◆ **Brano riportato**:
Studente di “Tor Vergata” vince con il suo gruppo l'hackathon “#PerchèSì”

Lo studente Marco Piana nel progetto VaxMeApp per diffondere la cultura del vaccino tra i giovani

Lo studente Marco Piana, studente del master in Economia e Gestione della Comunicazione e dei Media presso l’Università degli Studi di Roma “Tor Vergata”, ha vinto con il suo gruppo l’hackaton di “#PerchèSì”, il progetto multimediale nato per aumentare la cultura della prevenzione. Gli altri componenti del gruppo sono Giulia Bona, studentessa del master in Giornalismo e Comunicazione Istituzionale della Scienza presso l’Università di Ferrara e Francesco Tritto, studente di Relazioni Pubbliche e Comunicazione d’impresa presso l’Università IULM di Milano. Il loro progetto è partito a gennaio 2018 e ha visto la sua conclusione nelle giornate di mercoledì 20 e giovedì 21 giugno 2018 con lo svolgimento dell’hackathon e con la premiazione del contest.

Il concorso comprende due iniziative: un contest e un hackathon. Il contest premia le progettualità già realizzate; l’hackathon è un confronto aperto e creativo che coinvolge grafici, designer, startupper, studenti, neolaureati in comunicazione medico-scientifica e freelance legati al mondo del visual e del video, alla ricerca del modo adatto per comunicare il concetto della vaccinazione in modo pervasivo e convincente.

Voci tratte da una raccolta
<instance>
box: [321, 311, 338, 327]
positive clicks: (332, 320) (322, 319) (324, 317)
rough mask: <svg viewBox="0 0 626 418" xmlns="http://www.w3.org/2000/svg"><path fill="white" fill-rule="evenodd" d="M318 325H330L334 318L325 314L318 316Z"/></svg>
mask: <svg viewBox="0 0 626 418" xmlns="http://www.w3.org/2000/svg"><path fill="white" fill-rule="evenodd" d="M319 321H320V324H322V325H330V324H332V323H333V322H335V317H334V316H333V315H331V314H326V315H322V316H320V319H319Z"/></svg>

◆ **Descrizione dell'esercizio**:
Scrivi il seguito del testo sull'hackathon «#PerchèSì», partendo subito dopo la sua ultima frase. Le voci riportate qui sopra non servono.

◆ **Esito del compito**:
Basato su ironia e gamification, VaxMeApp integra video ironici e virali a una specifica app per sensibilizzare sul tema fondamentale della vaccinazione, per attirare in rete i “millennial” e metterli in contatto con la corretta divulgazione scientifica. “Informare in modo autorevole, corretto ed efficace è fondamentale per trasmettere il valore della vaccinazione – ha dichiarato a Healthdesk Paolo Bonanni, Professore di Igiene e medicina preventiva presso l’Università degli Studi di Firenze e co-Presidente della giuria di “#PerchéSì” – “La cultura della prevenzione oggi più che mai rischia di essere minacciata dalla disinformazione che spesso, soprattutto sui social, viaggia più velocemente della comunicazione medico-scientifica e istituzionale. Auspichiamo che progetti come quelli raccolti, capaci di proporre una comunicazione positiva sulle vaccinazioni che possano stimolarne di nuovi con l’obiettivo di coinvolgere in maniera consapevole sempre più persone”.